- [Fragment]
━━━━

W Polsce inflacja bije rekordy. Inflacja konsumencka wyniosła 15,6 proc. w ujęciu rocznym w czerwcu 2022 r., według szybkiego szacunku danych, podał Główny Urząd Statystyczny (GUS). By niwelować wzrost cen, Rada Polityki Pieniężnej (RPP) podwyższyła stopę referencyjną do 6,50 proc. z 6 proc.
Opozycja krytykują rząd oraz Narodowy Bank Polski za obecny kryzys gospodarczy. W środę prezes Polskiego Stronnictwa Ludowego przedstawił propozycje jego ugrupowania dotyczące możliwości ograniczenia negatywnych skutków wysokiej inflacji.
Okazuje się, że w zeszłym roku Polacy zarabiali średnio zaledwie 1,17 tys. euro miesięcznie. Na tle krajów bardziej rozwiniętych była to niewielka kwota. Jeżeli porównamy polskie pensje do średnich zarobków w Luksemburgu to okaże się, że Polacy zarabiają zaledwie... 20 proc. ich średniej pensji. Niewiele lepiej sprawa wygląda, gdy porównamy nasze zarobki do Niemców. Polskie wynagrodzenia stanowią jedynie 26,7 proc. średniej pensji naszych zachodnich sąsiadów. W porównaniu do Francji ten wynik wynosi natomiast 35 proc.

━━━━

- [Twoje zadanie] Zacytuj bez zmian powyższy tekst o inflacji w Polsce od słów „W Polsce inflacja” do słów „skutków wysokiej inflacji.” włącznie.

━━━━

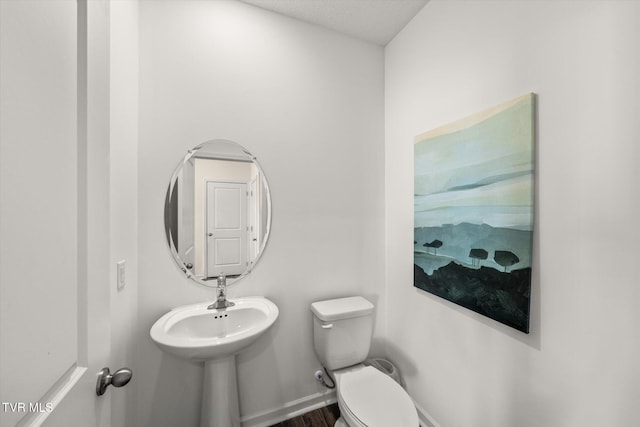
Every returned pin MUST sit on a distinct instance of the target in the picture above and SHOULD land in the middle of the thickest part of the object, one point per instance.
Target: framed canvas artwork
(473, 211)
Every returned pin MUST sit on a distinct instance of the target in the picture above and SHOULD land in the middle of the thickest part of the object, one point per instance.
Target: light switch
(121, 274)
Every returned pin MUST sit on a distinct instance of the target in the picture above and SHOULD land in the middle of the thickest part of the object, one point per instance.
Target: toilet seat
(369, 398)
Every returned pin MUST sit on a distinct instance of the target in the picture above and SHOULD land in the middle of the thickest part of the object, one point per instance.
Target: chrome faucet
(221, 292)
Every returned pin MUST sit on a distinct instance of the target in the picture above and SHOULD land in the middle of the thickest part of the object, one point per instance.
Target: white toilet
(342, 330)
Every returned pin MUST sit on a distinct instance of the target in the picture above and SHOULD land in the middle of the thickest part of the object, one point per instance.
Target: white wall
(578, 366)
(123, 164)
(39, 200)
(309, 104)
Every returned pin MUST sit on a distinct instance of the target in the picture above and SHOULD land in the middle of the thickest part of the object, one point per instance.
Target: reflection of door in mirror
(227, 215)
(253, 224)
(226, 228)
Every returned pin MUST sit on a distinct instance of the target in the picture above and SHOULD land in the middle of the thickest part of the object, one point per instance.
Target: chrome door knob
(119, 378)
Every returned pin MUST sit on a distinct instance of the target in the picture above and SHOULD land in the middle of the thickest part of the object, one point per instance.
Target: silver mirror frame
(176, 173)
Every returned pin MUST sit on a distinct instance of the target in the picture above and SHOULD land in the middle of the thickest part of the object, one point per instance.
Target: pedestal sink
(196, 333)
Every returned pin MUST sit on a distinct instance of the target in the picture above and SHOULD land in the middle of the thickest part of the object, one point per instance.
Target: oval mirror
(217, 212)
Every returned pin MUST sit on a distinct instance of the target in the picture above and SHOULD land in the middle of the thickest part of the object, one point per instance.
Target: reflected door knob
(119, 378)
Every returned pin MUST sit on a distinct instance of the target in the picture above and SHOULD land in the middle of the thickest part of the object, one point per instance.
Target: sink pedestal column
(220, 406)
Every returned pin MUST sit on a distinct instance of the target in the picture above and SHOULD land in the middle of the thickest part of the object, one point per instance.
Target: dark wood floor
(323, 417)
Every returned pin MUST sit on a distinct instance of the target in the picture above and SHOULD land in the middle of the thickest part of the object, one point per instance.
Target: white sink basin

━━━━

- [Odpowiedź poniżej]
W Polsce inflacja bije rekordy. Inflacja konsumencka wyniosła 15,6 proc. w ujęciu rocznym w czerwcu 2022 r., według szybkiego szacunku danych, podał Główny Urząd Statystyczny (GUS). By niwelować wzrost cen, Rada Polityki Pieniężnej (RPP) podwyższyła stopę referencyjną do 6,50 proc. z 6 proc.
Opozycja krytykują rząd oraz Narodowy Bank Polski za obecny kryzys gospodarczy. W środę prezes Polskiego Stronnictwa Ludowego przedstawił propozycje jego ugrupowania dotyczące możliwości ograniczenia negatywnych skutków wysokiej inflacji.